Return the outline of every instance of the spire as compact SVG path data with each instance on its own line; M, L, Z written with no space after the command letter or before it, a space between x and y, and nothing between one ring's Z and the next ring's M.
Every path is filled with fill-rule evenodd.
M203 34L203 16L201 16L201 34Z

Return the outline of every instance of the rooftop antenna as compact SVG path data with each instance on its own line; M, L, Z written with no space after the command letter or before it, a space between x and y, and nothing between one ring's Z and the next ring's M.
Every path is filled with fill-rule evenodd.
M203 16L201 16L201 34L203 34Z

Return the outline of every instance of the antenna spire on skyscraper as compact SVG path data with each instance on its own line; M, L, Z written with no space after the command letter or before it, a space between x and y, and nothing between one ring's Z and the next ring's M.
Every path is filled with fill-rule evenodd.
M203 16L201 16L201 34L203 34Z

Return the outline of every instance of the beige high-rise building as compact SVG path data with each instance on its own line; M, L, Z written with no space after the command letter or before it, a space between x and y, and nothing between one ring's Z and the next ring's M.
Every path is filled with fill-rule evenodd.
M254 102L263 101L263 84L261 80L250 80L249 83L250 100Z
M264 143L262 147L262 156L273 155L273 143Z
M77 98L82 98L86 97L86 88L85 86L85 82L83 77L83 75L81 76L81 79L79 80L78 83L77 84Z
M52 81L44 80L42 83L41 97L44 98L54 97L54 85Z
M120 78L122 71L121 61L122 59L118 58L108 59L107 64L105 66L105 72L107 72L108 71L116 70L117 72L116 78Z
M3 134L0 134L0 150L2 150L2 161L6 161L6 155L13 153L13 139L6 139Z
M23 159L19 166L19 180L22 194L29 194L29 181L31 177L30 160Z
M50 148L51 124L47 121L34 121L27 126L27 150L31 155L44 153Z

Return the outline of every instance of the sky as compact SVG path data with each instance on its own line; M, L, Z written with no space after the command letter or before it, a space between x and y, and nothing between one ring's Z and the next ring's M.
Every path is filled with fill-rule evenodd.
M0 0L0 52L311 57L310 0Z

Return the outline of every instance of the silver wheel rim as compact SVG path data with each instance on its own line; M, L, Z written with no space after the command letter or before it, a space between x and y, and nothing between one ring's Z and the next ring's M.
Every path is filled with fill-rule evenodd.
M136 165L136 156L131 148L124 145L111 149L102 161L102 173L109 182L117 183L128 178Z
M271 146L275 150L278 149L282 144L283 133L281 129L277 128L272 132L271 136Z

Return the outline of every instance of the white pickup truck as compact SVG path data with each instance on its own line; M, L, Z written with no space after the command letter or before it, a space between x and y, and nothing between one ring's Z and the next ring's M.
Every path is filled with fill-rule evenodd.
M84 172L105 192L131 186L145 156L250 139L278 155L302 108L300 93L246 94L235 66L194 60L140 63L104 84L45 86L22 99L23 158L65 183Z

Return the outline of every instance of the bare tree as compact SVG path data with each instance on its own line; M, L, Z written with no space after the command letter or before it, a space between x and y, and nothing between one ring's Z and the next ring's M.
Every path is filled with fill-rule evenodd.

------------------------------------------------------------------------

CONSIGNE => Réécrivez toutes les lignes des enregistrements ci-dessus sous forme de tableau Markdown, avec une colonne « Numéro » pour le numéro de rang et une colonne « Ligne d'enregistrement » pour la ligne, en omettant les lignes vides.

RÉPONSE =>
| Numéro | Ligne d'enregistrement |
|---|---|
| 1 | Return the outline of every instance of the spire as compact SVG path data with each instance on its own line; M, L, Z written with no space after the command letter or before it, a space between x and y, and nothing between one ring's Z and the next ring's M. |
| 2 | Every path is filled with fill-rule evenodd. |
| 3 | M203 34L203 16L201 16L201 34Z |
| 4 | Return the outline of every instance of the rooftop antenna as compact SVG path data with each instance on its own line; M, L, Z written with no space after the command letter or before it, a space between x and y, and nothing between one ring's Z and the next ring's M. |
| 5 | Every path is filled with fill-rule evenodd. |
| 6 | M203 16L201 16L201 34L203 34Z |
| 7 | Return the outline of every instance of the antenna spire on skyscraper as compact SVG path data with each instance on its own line; M, L, Z written with no space after the command letter or before it, a space between x and y, and nothing between one ring's Z and the next ring's M. |
| 8 | Every path is filled with fill-rule evenodd. |
| 9 | M203 16L201 16L201 34L203 34Z |
| 10 | Return the outline of every instance of the beige high-rise building as compact SVG path data with each instance on its own line; M, L, Z written with no space after the command letter or before it, a space between x and y, and nothing between one ring's Z and the next ring's M. |
| 11 | Every path is filled with fill-rule evenodd. |
| 12 | M254 102L263 101L263 84L261 80L250 80L249 83L250 100Z |
| 13 | M264 143L262 147L262 156L273 155L273 143Z |
| 14 | M77 98L82 98L86 97L86 88L85 86L85 82L83 77L83 75L81 76L81 79L79 80L78 83L77 84Z |
| 15 | M52 81L44 80L42 83L41 97L44 98L54 97L54 85Z |
| 16 | M120 78L122 71L121 61L122 59L118 58L108 59L107 64L105 66L105 72L107 72L108 71L116 70L117 72L116 78Z |
| 17 | M3 134L0 134L0 150L2 150L2 161L6 161L6 155L13 153L13 139L6 139Z |
| 18 | M23 159L19 166L19 180L22 194L29 194L29 181L31 177L30 160Z |
| 19 | M50 148L51 124L47 121L34 121L27 126L27 150L31 155L44 153Z |
| 20 | Return the outline of every instance of the sky as compact SVG path data with each instance on its own line; M, L, Z written with no space after the command letter or before it, a space between x and y, and nothing between one ring's Z and the next ring's M. |
| 21 | Every path is filled with fill-rule evenodd. |
| 22 | M0 0L0 52L311 57L310 0Z |
| 23 | Return the outline of every instance of the silver wheel rim as compact SVG path data with each instance on its own line; M, L, Z written with no space after the command letter or before it, a space between x and y, and nothing between one ring's Z and the next ring's M. |
| 24 | Every path is filled with fill-rule evenodd. |
| 25 | M136 165L136 156L131 148L124 145L111 149L102 161L102 173L109 182L117 183L128 178Z |
| 26 | M271 146L275 150L278 149L282 144L283 133L281 129L277 128L272 132L271 136Z |
| 27 | Return the outline of every instance of the white pickup truck as compact SVG path data with each instance on its own line; M, L, Z written with no space after the command letter or before it, a space between x and y, and nothing between one ring's Z and the next ring's M. |
| 28 | Every path is filled with fill-rule evenodd. |
| 29 | M84 172L105 192L131 186L145 156L250 139L278 155L302 108L300 93L246 94L235 66L194 60L140 63L104 84L45 86L22 99L23 158L65 183Z |
| 30 | Return the outline of every instance of the bare tree as compact SVG path data with each instance on its own line; M, L, Z written with no space after the command letter or before it, a space between x and y, and nothing between one ring's Z and the next ring's M. |
| 31 | Every path is filled with fill-rule evenodd. |